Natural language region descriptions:

◆ ◆ ◆

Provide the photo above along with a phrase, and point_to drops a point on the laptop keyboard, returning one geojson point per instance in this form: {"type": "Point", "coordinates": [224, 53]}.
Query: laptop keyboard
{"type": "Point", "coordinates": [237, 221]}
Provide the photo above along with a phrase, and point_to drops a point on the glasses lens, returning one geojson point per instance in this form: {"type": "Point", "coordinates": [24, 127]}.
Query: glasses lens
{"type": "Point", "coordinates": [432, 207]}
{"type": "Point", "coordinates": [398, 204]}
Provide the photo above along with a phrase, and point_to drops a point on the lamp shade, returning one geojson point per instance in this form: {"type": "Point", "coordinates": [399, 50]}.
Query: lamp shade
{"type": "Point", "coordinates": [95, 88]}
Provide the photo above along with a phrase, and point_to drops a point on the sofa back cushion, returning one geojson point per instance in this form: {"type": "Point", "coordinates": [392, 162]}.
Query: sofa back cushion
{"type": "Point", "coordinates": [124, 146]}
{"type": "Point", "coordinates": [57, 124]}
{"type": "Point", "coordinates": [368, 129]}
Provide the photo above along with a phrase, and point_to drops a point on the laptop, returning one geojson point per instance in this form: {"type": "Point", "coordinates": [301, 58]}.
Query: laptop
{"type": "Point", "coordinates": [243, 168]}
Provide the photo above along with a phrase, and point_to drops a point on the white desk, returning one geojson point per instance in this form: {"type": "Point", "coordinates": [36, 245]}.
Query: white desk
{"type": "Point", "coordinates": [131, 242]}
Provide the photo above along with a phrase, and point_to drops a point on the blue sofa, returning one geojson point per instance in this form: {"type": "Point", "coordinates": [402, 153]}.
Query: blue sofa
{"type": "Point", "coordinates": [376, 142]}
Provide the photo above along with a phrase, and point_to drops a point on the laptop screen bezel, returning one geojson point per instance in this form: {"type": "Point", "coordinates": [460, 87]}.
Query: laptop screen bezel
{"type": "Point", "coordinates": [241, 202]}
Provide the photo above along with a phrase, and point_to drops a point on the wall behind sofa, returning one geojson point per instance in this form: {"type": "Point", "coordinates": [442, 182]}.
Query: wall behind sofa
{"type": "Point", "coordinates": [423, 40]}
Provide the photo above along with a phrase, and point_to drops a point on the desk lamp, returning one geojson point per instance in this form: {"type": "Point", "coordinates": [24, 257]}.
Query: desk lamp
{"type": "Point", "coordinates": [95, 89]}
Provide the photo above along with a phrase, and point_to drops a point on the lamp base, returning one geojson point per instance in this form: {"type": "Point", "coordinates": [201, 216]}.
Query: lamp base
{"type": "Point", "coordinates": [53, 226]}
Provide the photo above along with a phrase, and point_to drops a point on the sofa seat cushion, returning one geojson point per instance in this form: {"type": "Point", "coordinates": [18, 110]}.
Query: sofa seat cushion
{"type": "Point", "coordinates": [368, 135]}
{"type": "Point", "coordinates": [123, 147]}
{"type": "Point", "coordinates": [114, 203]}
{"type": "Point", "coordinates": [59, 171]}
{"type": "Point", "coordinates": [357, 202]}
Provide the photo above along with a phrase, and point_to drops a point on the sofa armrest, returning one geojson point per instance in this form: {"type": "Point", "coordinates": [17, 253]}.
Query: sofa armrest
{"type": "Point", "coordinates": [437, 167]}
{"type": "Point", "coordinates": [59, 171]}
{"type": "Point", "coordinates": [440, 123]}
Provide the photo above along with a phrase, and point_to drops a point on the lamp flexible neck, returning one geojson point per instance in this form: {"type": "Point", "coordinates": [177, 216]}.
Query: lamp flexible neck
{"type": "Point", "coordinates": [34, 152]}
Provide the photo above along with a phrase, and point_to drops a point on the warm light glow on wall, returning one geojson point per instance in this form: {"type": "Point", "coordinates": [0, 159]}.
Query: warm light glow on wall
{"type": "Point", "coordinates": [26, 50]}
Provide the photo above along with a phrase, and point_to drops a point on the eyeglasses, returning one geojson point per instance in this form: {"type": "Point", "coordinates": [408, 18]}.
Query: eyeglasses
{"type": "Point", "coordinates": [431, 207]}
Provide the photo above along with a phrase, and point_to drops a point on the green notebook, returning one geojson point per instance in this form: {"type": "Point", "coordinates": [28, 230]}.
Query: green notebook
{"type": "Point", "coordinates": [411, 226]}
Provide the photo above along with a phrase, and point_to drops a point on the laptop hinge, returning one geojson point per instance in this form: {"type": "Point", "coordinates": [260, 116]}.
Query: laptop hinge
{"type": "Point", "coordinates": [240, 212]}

◆ ◆ ◆

Task to complete: Reproduce all the records. Keep them exact, please.

Output of the task:
Provide the photo above along with a phrase, and point_to drops a point on the laptop keyboard, returning one geojson point per instance in this form: {"type": "Point", "coordinates": [224, 53]}.
Query: laptop keyboard
{"type": "Point", "coordinates": [237, 221]}
Provide the photo above along with a phrase, and point_to drops a point on the glasses lens, returning one geojson point per instance in this form: {"type": "Point", "coordinates": [24, 127]}.
Query: glasses lens
{"type": "Point", "coordinates": [432, 207]}
{"type": "Point", "coordinates": [398, 204]}
Provide the photo above along with a phrase, and point_to drops a point on the lamp shade, returning one geojson point per instance in this form: {"type": "Point", "coordinates": [399, 50]}.
Query: lamp shade
{"type": "Point", "coordinates": [95, 88]}
Provide the photo above along with a phrase, and point_to drops a point on the sofa back cushion, returning one geojson point per instance in this form: {"type": "Point", "coordinates": [392, 162]}.
Query: sofa back cushion
{"type": "Point", "coordinates": [124, 146]}
{"type": "Point", "coordinates": [57, 124]}
{"type": "Point", "coordinates": [368, 129]}
Provide the photo above along with a phrase, and point_to drops a point on the laptop, returning one geojson point per instance in this form: {"type": "Point", "coordinates": [301, 58]}.
Query: laptop
{"type": "Point", "coordinates": [243, 168]}
Provide the photo above along with a phrase, and point_to drops a point on the white desk, returning one geojson point per instance in this form: {"type": "Point", "coordinates": [36, 245]}.
Query: white desk
{"type": "Point", "coordinates": [131, 242]}
Provide the photo above along with a phrase, and point_to drops a point on the blue sofa, returning one geojson point per instance in this form: {"type": "Point", "coordinates": [402, 153]}.
Query: blue sofa
{"type": "Point", "coordinates": [376, 142]}
Provide the photo above along with a phrase, and point_to drops a point on the laptop screen bezel, returning one geojson point per instance in this form: {"type": "Point", "coordinates": [460, 87]}.
Query: laptop screen bezel
{"type": "Point", "coordinates": [241, 202]}
Provide the photo above along with a phrase, and point_to drops a point on the wall behind sofa, returning one geojson point per instance in this form: {"type": "Point", "coordinates": [442, 182]}.
Query: wall behind sofa
{"type": "Point", "coordinates": [423, 40]}
Provide the photo above along with a phrase, and point_to drops a point on the desk lamp, returning one geojson point per instance in this form: {"type": "Point", "coordinates": [24, 257]}.
Query: desk lamp
{"type": "Point", "coordinates": [95, 89]}
Provide the photo above along with a phrase, and point_to drops a point on the lamp base, returning one geojson point per instance in this form: {"type": "Point", "coordinates": [201, 216]}.
Query: lamp base
{"type": "Point", "coordinates": [53, 226]}
Provide the photo above along with a phrase, and point_to drops a point on the sofa seat cushion, returning one geojson point per instance in this form: {"type": "Point", "coordinates": [18, 110]}.
Query: sofa seat cushion
{"type": "Point", "coordinates": [368, 135]}
{"type": "Point", "coordinates": [123, 147]}
{"type": "Point", "coordinates": [114, 203]}
{"type": "Point", "coordinates": [59, 171]}
{"type": "Point", "coordinates": [357, 202]}
Provide the photo above along with a phrase, and point_to drops a point on the sofa armrest, returning one geojson point per instance in this form: {"type": "Point", "coordinates": [17, 253]}.
Query: sofa armrest
{"type": "Point", "coordinates": [437, 167]}
{"type": "Point", "coordinates": [59, 171]}
{"type": "Point", "coordinates": [440, 123]}
Provide the photo above along with a phrase, and point_to drops a point on the lamp flexible neck, returning one geojson point per instance in this form: {"type": "Point", "coordinates": [177, 216]}.
Query: lamp flexible neck
{"type": "Point", "coordinates": [34, 152]}
Provide the photo above along with a phrase, and point_to drops a point on the warm light glow on wall, returning one geojson point per instance in this form: {"type": "Point", "coordinates": [0, 159]}.
Query: warm light glow on wall
{"type": "Point", "coordinates": [26, 50]}
Provide the photo above along with a phrase, and point_to drops a point on the eyeglasses, returning one geojson point per instance in this form: {"type": "Point", "coordinates": [408, 18]}.
Query: eyeglasses
{"type": "Point", "coordinates": [431, 207]}
Provide the photo above along with a phrase, and point_to drops a point on the green notebook, returning one geojson point per instance in this form: {"type": "Point", "coordinates": [28, 230]}.
Query: green notebook
{"type": "Point", "coordinates": [411, 226]}
Provide the photo above along with a phrase, and point_to drops a point on the laptop hinge, returning one geojson point per instance in this form: {"type": "Point", "coordinates": [260, 116]}.
Query: laptop hinge
{"type": "Point", "coordinates": [240, 212]}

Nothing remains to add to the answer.